> _Materials provided_:
· · · · ·
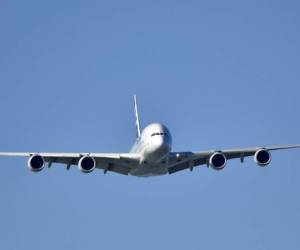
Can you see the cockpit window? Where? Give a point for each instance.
(162, 134)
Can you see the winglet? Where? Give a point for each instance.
(137, 121)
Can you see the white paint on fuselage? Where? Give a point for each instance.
(153, 146)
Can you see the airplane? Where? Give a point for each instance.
(151, 155)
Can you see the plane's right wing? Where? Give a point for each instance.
(188, 160)
(121, 163)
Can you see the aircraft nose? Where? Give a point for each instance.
(158, 142)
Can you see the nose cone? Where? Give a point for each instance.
(158, 142)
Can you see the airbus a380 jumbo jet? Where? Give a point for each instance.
(151, 155)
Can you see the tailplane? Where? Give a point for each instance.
(137, 120)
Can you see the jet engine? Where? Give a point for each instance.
(87, 164)
(262, 157)
(36, 163)
(218, 161)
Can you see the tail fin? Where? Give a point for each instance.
(137, 120)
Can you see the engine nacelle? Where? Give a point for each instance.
(36, 163)
(87, 164)
(262, 157)
(218, 161)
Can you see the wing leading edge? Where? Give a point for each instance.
(188, 160)
(121, 163)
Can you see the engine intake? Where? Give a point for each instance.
(262, 157)
(218, 161)
(87, 164)
(36, 163)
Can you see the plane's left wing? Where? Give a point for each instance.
(120, 163)
(188, 160)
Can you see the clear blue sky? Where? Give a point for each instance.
(219, 74)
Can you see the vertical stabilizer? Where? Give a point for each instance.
(137, 120)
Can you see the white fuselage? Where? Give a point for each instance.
(153, 146)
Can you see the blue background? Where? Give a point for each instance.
(219, 74)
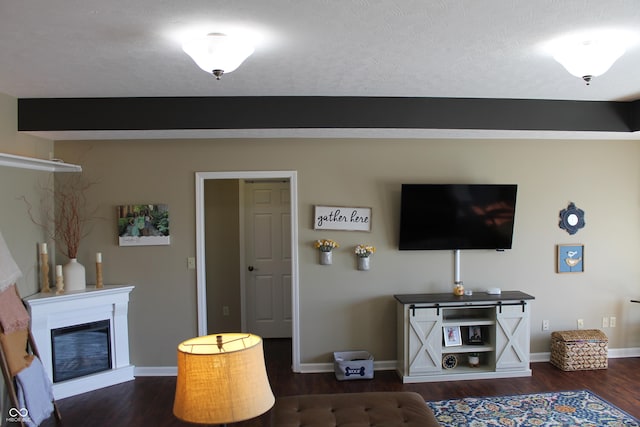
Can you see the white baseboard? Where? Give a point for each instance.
(156, 371)
(383, 365)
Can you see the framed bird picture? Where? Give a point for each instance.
(570, 259)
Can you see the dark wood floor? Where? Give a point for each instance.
(148, 401)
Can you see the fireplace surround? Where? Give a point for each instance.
(91, 325)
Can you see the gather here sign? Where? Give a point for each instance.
(342, 218)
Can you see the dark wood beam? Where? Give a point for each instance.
(164, 113)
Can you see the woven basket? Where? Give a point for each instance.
(583, 349)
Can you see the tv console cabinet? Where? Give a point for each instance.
(438, 332)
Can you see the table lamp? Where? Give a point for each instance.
(222, 379)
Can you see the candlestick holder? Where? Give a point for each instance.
(59, 285)
(99, 283)
(44, 269)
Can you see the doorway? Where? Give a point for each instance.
(201, 281)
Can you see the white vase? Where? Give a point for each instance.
(326, 258)
(74, 276)
(363, 263)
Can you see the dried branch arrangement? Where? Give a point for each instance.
(66, 222)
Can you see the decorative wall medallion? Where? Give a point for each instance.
(571, 219)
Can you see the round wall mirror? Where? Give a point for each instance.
(571, 219)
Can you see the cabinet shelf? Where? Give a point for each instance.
(12, 160)
(468, 322)
(468, 349)
(426, 321)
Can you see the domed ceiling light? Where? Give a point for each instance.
(218, 53)
(588, 56)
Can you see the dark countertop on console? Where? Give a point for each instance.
(448, 297)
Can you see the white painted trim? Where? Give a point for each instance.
(156, 371)
(383, 365)
(201, 280)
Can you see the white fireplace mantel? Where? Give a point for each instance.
(50, 311)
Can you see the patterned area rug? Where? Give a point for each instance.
(566, 409)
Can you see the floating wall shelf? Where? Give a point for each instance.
(12, 160)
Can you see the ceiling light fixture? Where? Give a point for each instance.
(218, 53)
(588, 56)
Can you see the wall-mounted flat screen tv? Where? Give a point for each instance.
(457, 216)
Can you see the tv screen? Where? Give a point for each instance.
(457, 216)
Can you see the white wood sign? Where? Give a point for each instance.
(342, 218)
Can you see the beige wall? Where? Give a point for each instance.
(342, 308)
(19, 232)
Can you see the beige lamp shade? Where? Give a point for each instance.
(222, 378)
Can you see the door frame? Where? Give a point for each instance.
(201, 279)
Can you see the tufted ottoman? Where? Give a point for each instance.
(380, 409)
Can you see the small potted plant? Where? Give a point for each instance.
(363, 252)
(326, 246)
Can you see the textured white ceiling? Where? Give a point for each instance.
(415, 48)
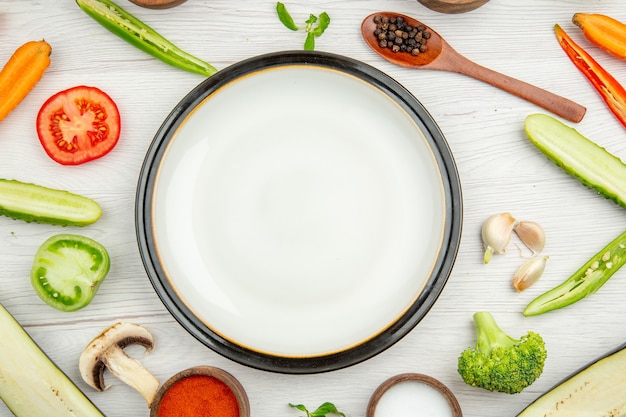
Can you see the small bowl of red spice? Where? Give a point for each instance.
(201, 391)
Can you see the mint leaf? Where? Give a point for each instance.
(326, 408)
(285, 17)
(309, 43)
(322, 410)
(324, 21)
(312, 32)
· · · · ·
> _Problem description_: The answer must be an exact restatement of all the records, with no pictures included.

> _Exercise solution_:
Can you see the cockpit window? Where? Give a point for each instance.
(162, 134)
Can you see the winglet? Where? Give a point for each instance.
(137, 121)
Can you see the white paint on fuselage? Where? Give a point for each instance.
(153, 146)
Can you see the airplane? Where? Give a point for each instance.
(151, 155)
Can you see the plane's right wing? Where? Give a point for each instance.
(188, 160)
(121, 163)
Can you see the aircraft nose? Where? Give a point for each instance.
(158, 142)
Can you see the nose cone? Where? Give a point for each instance.
(158, 142)
Can you see the airbus a380 jumbo jet? Where? Give a point for each instance.
(151, 155)
Can you see the tailplane? Where? Give a point for each instance.
(137, 120)
Can you see the jet engine? Where? Give a point for each instance.
(87, 164)
(262, 157)
(36, 163)
(218, 161)
Can you see the tail fin? Where? Give a point for each instance.
(137, 120)
Can you see the engine nacelle? Where? Give a point for each instance.
(36, 163)
(87, 164)
(262, 157)
(218, 161)
Can you see the wing leading edge? Where? Give a point for each instance.
(188, 160)
(121, 163)
Can you see the engine intake? Where? Give a point for each instance.
(262, 157)
(218, 161)
(87, 164)
(36, 163)
Can you see the plane's left wing? Where? Give a point for each instance.
(120, 163)
(188, 160)
Can you see the clear blue sky? Where? Give a point for each instance.
(219, 74)
Can you see the vertical stabilizer? Where? Give a point for each instance.
(137, 120)
Can you see the white fuselage? Where? Give a point for each instance.
(153, 146)
Can you see the blue background? Where? Give a point for each instance.
(219, 74)
Can you see the white baseboard? Where? Give a point for each instance.
(156, 371)
(383, 365)
Can you see the framed bird picture? Where? Give a point for each instance.
(570, 259)
Can you see the dark wood floor? Where? Give a point for each instance.
(148, 401)
Can you see the fireplace surround? Where? Give a point for each instance.
(91, 325)
Can you see the gather here sign? Where? Give a point for each instance.
(342, 218)
Can you see the dark wood beam? Where? Give a point for each instance.
(164, 113)
Can you see the woven basket? Where? Give a point for each instance.
(583, 349)
Can you see the tv console cabinet? Where? Give a point for each instance.
(438, 332)
Can you see the table lamp? Where? Give a point for each instance.
(222, 379)
Can you see the candlestick holder? Where? Give a point for each instance.
(59, 285)
(99, 283)
(44, 269)
Can you see the doorway? Where? Give a point for each instance.
(201, 281)
Can you see the white vase? Where? Give a point for each instance.
(326, 258)
(74, 276)
(363, 263)
Can you see the dried branch arrangement? Where? Give a point for each instance.
(66, 222)
Can you see the decorative wall medallion? Where? Give a point for each instance.
(571, 219)
Can you see the round wall mirror? Where? Give a point for each instance.
(571, 219)
Can you see the cabinet shelf? Where? Give a point for each instance.
(12, 160)
(468, 322)
(468, 349)
(426, 321)
Can you see the domed ceiling light? Where? Give a point for each instance.
(218, 53)
(588, 56)
Can you see the dark countertop on console? Where? Give a point for each instance.
(448, 297)
Can you see the white painted trim? Where? Give a point for each instance.
(156, 371)
(383, 365)
(201, 280)
Can you see the white fireplace mantel? Where? Give a point for each instance.
(50, 311)
Can you see the patterned area rug? Where? Give a point for each instance.
(566, 409)
Can you see the floating wall shelf? Where? Give a point for each instance.
(12, 160)
Can you see the ceiling light fixture? Where? Give a point for each instance.
(218, 53)
(588, 56)
Can you see the wall-mounted flat screen tv? Where? Give a point for each instance.
(457, 216)
Can you see the tv screen? Where? Give a point for each instance.
(457, 216)
Can you see the white wood sign? Where? Give a point for each instance.
(342, 218)
Can you see the beige wall? Where? Give a point for each instance.
(342, 308)
(19, 232)
Can you see the beige lamp shade? Where? Give a point for each instance.
(222, 378)
Can you see the door frame? Where? Give a point for each instance.
(201, 279)
Can you see the tufted ottoman? Where? Give a point for each instance.
(380, 409)
Can you see the small potted plant? Where? Give a point for each instance.
(363, 252)
(326, 246)
Can you see the textured white ceiling? Where? Give a point for each instance.
(415, 48)
Can you see the small bowl of red spice? Where? Give a point for each instance.
(201, 391)
Can you see the mint leaf? Where? Give a point for each instance.
(326, 408)
(285, 17)
(309, 43)
(322, 410)
(324, 21)
(312, 32)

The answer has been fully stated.